Delia has already capitalised on this. “Isn’t this an open contest? And yet, we have the few trying to choose one candidate,” he said when interviewed on TVM’s Xtra, accusing them of paying short shrift to democracy and describing their actions as a secretive Vatican conclave.
Grech’s appointment with destiny
It is now up to Bernard Grech to dispel this impression. One major advantage is that he fits the profile of what is expected of a PN leader in the Eddie Fenech Adami and Lawrence Gonzi mould. Married with children (the quintessential perception of stability) and a rhetorical performance that carries gravitas.
But to dispel the perception that he is a pawn in a chess game, he has to show clearly that he is his own man, that he has a coherent vision and that despite his conservative roots he can lead a coalition of social liberal and conservative voters. His answer to a question on abortion already showed political maturity with Grech skirting a facile rejection of the issue: “We’re talking about principles, and abortion is one such principle that has to be discussed. If people say they ‘want abortion’, you are obliged to discuss it. You don’t just decide, or let others decide for you; however, you are obliged to discuss it – and issue a position on what people think… Back in the day the Church felt it had the key to the truth. Out there, people think it differently: we have to recognise that reality.” On such issues Grech may actually have more room for manoeuvre, simply because the conservative base won’t doubt his intentions.

● Supplied information:
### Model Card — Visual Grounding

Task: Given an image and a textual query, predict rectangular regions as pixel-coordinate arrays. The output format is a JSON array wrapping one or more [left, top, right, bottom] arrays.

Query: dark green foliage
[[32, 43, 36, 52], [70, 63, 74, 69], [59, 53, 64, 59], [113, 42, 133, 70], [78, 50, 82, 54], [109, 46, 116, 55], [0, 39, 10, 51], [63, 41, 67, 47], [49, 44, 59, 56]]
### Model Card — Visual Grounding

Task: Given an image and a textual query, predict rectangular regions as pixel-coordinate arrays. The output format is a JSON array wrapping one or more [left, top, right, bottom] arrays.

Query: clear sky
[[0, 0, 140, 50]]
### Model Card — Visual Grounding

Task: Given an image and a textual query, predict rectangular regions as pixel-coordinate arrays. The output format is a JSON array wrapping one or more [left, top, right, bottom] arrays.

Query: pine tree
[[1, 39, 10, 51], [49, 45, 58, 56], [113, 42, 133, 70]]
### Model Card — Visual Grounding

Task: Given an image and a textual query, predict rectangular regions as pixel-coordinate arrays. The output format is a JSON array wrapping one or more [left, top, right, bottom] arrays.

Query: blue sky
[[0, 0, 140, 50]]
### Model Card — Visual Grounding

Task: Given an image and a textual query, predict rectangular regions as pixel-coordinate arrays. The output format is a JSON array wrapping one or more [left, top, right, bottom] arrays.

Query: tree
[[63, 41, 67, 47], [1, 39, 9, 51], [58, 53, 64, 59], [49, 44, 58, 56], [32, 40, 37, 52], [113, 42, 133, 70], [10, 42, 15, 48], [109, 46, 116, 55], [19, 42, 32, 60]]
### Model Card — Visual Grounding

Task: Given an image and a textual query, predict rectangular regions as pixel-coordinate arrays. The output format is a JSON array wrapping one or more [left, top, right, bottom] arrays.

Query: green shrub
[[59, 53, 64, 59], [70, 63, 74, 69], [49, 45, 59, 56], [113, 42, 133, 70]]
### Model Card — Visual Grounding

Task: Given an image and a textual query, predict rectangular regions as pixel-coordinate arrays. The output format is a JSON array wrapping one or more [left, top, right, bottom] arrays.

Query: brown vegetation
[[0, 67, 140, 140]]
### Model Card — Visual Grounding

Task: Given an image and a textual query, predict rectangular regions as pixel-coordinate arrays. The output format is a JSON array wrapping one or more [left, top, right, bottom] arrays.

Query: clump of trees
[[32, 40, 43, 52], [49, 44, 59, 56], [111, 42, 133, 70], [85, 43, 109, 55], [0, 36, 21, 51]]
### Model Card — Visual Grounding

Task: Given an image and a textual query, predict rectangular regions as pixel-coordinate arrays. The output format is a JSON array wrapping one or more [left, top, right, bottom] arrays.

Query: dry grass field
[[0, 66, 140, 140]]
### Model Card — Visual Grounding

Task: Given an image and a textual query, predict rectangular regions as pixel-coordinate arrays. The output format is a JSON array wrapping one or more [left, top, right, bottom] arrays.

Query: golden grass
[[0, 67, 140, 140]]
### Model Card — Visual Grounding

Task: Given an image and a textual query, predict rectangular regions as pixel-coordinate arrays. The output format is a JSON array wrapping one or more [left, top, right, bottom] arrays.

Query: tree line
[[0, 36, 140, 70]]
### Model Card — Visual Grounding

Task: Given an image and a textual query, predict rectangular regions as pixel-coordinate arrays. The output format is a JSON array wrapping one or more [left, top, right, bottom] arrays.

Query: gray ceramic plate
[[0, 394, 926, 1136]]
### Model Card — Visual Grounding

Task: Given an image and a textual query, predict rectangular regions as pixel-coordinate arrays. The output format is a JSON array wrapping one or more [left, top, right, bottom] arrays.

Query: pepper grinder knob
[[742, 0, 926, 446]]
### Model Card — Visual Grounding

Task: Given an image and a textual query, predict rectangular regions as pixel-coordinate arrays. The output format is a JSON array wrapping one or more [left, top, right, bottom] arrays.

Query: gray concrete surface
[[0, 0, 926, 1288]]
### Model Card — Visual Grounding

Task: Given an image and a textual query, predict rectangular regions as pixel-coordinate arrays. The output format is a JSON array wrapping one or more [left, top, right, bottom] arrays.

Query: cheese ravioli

● The problem:
Decide whether each statement below agrees with the passage on Bernard Grech, and answer yes or no for each, quoting the words of the passage that decide it.
1. Delia compared the conduct of those trying to choose one candidate to a secretive Vatican conclave.
2. When asked about abortion, Grech rejected the issue outright.
3. Grech is said to fit the profile expected of a PN leader in the mould of Eddie Fenech Adami and Lawrence Gonzi.

● Result:
1. Yes: "describing their actions as a secretive Vatican conclave"
2. No: "Grech skirting a facile rejection of the issue"
3. Yes: "he fits the profile of what is expected of a PN leader in the Eddie Fenech Adami and Lawrence Gonzi mould"